¿Puedes reescribir completo el tramo del material de abajo que va desde la línea que contiene "white wall, where" hasta el final del material, ambos extremos incluidos, aumentando en 125 cada número de las coordenadas que figuran como respuesta y dejando todo lo demás igual?

· · ·

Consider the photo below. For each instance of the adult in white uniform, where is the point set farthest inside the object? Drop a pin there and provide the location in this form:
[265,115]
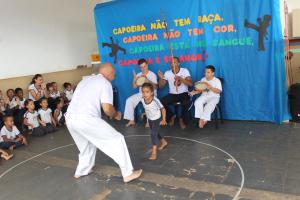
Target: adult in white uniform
[178,79]
[134,100]
[90,131]
[206,103]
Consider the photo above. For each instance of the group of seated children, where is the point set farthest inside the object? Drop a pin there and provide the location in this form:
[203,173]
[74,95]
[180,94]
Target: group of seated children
[18,114]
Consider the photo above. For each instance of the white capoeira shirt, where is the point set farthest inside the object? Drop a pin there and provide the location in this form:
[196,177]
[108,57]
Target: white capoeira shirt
[45,115]
[153,108]
[13,103]
[69,94]
[54,95]
[215,83]
[9,134]
[32,118]
[90,93]
[32,87]
[170,77]
[151,77]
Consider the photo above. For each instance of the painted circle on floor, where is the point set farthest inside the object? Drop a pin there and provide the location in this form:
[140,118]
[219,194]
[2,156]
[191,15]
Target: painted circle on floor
[130,136]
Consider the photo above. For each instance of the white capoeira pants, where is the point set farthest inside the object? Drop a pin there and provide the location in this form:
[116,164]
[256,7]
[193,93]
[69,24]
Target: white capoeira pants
[90,133]
[204,106]
[131,103]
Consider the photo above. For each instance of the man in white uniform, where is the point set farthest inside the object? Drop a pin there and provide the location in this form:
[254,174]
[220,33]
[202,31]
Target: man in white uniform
[178,79]
[206,103]
[133,100]
[90,132]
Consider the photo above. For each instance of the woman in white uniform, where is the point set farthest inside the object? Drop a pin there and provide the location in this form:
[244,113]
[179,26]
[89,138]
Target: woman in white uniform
[134,100]
[210,97]
[90,131]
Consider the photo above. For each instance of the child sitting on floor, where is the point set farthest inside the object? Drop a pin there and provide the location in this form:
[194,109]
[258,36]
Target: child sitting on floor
[210,97]
[57,115]
[11,137]
[68,93]
[31,119]
[55,93]
[46,118]
[156,115]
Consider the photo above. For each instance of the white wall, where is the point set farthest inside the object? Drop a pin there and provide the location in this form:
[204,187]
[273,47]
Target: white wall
[39,36]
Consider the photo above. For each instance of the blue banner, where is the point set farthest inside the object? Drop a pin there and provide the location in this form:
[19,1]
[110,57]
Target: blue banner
[241,38]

· · ·

Solución:
Consider the photo above. For each instance of the white wall, where is the point set farthest inside the object? Drop a pin there and provide the location in this form:
[204,187]
[273,47]
Target: white wall
[164,161]
Consider the photo above. For each instance of the blue banner, where is the point set farthest inside the object? Drop a pin there and provide the location in this form:
[19,1]
[110,57]
Target: blue banner
[366,163]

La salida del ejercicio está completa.